Work to be completed
Could you turn the lines from the start of the rows up to and including the line with "POLYGON ((156 65, 135" into a numbered list, with any blank lines left out?

Data section

— Start —

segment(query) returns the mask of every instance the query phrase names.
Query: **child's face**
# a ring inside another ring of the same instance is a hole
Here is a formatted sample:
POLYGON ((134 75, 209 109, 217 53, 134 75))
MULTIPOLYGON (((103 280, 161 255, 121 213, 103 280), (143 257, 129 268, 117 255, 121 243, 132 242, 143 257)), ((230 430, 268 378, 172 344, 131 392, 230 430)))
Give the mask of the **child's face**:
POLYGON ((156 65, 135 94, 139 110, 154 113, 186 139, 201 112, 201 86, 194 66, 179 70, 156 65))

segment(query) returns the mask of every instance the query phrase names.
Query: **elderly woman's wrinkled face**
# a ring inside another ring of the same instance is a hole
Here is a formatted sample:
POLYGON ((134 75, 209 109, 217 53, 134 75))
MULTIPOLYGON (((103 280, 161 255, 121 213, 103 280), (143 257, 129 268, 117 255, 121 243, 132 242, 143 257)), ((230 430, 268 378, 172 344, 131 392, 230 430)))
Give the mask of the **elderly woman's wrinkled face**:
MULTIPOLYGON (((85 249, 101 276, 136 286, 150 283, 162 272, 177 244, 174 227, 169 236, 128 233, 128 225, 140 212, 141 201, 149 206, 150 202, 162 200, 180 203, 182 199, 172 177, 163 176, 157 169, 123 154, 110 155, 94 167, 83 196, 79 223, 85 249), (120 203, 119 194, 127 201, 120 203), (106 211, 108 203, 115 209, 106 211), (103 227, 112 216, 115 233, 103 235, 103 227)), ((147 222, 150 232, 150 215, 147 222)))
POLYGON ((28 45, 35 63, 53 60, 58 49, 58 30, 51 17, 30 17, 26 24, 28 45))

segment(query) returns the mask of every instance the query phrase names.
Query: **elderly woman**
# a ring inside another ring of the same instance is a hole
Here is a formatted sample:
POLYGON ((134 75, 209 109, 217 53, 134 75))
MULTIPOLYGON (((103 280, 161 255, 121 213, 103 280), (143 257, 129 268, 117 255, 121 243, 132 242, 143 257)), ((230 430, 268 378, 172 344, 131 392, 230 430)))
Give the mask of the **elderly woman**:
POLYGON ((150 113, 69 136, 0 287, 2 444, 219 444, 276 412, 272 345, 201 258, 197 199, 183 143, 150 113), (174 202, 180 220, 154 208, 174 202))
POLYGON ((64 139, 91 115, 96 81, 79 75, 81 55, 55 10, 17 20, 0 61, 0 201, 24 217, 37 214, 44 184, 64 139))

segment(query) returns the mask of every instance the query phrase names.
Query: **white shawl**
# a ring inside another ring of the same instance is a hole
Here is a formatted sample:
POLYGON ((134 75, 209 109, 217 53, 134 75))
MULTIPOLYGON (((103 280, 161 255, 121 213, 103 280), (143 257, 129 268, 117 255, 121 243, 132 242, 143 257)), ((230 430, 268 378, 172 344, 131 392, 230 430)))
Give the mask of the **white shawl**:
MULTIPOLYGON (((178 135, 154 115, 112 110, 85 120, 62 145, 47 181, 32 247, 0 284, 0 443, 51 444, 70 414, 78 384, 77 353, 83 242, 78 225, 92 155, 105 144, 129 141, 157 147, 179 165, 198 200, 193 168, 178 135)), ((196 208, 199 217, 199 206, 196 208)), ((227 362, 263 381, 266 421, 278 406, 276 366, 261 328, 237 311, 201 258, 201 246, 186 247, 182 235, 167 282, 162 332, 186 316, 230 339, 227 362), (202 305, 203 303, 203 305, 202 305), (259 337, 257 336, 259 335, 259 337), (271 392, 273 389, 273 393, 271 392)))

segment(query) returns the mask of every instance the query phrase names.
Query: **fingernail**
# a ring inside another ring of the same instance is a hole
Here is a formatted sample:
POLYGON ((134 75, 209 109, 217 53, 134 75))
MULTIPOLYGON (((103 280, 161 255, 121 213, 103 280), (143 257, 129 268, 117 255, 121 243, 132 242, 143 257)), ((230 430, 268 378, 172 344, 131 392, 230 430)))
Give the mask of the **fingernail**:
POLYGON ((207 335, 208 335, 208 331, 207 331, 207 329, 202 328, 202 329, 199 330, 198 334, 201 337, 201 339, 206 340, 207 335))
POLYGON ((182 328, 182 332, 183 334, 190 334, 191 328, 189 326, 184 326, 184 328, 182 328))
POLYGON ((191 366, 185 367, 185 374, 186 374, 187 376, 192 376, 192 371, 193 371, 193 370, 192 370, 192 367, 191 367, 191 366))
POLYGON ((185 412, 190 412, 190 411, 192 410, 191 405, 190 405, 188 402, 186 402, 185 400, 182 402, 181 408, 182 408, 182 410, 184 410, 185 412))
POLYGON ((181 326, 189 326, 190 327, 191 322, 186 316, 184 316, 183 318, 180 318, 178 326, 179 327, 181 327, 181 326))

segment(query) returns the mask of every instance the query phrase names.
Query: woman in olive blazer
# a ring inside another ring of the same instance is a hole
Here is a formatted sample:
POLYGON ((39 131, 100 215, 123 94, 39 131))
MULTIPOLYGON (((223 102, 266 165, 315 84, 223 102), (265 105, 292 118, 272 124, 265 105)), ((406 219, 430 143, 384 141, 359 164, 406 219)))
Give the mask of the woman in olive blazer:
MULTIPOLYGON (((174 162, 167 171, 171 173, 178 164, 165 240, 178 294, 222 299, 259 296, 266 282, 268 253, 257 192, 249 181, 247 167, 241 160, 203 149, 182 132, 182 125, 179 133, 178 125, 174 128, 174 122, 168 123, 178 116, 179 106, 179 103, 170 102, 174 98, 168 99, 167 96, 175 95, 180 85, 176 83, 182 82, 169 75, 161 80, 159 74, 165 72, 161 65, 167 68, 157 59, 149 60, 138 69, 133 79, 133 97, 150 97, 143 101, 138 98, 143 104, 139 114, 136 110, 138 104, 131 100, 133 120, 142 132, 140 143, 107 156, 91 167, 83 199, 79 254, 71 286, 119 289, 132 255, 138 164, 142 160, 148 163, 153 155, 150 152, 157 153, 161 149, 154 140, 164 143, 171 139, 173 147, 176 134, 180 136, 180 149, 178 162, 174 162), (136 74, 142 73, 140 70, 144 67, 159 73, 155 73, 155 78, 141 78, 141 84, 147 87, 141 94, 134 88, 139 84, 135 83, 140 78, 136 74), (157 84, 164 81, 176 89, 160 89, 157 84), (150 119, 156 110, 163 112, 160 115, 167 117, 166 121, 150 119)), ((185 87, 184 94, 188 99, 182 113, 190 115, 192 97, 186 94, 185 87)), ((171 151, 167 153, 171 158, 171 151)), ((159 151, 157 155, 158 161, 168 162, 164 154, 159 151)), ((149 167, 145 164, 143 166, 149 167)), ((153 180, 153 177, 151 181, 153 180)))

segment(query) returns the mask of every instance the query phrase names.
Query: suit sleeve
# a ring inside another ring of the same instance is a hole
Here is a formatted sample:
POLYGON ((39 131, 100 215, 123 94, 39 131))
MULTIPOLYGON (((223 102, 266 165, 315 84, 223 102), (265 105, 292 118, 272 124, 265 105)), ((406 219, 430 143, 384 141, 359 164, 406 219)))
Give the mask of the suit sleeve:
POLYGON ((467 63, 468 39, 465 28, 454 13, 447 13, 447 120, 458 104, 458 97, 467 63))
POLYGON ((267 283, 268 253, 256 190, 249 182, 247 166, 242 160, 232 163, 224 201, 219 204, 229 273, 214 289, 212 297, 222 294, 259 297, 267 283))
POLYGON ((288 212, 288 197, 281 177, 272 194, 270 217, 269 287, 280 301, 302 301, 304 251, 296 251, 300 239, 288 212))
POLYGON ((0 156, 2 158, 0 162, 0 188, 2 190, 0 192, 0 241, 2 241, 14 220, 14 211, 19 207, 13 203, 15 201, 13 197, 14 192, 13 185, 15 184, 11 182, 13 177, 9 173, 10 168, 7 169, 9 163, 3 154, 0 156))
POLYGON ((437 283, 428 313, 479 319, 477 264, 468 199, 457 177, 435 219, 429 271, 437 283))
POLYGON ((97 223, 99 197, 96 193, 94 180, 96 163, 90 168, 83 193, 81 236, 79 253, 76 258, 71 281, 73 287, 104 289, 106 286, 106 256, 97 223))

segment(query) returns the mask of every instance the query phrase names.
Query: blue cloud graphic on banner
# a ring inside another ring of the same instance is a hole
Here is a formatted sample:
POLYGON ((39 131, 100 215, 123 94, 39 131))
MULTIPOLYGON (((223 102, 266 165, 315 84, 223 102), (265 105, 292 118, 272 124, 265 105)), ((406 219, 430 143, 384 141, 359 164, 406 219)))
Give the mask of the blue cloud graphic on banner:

— End —

Answer to this problem
1. segment(query) returns the mask of every instance the query phrase names.
2. Query: **child's face**
3. # a ring inside another ring of the same instance is a hole
4. Here is a formatted sample:
5. POLYGON ((134 75, 209 109, 217 53, 134 75))
6. MULTIPOLYGON (((103 280, 161 255, 121 213, 103 280), (143 257, 129 268, 117 255, 121 243, 132 242, 143 257)), ((230 430, 268 378, 172 344, 131 392, 230 430)))
7. Give the mask of the **child's face**:
8. POLYGON ((156 65, 135 94, 139 110, 154 113, 186 139, 201 112, 201 86, 194 66, 179 70, 156 65))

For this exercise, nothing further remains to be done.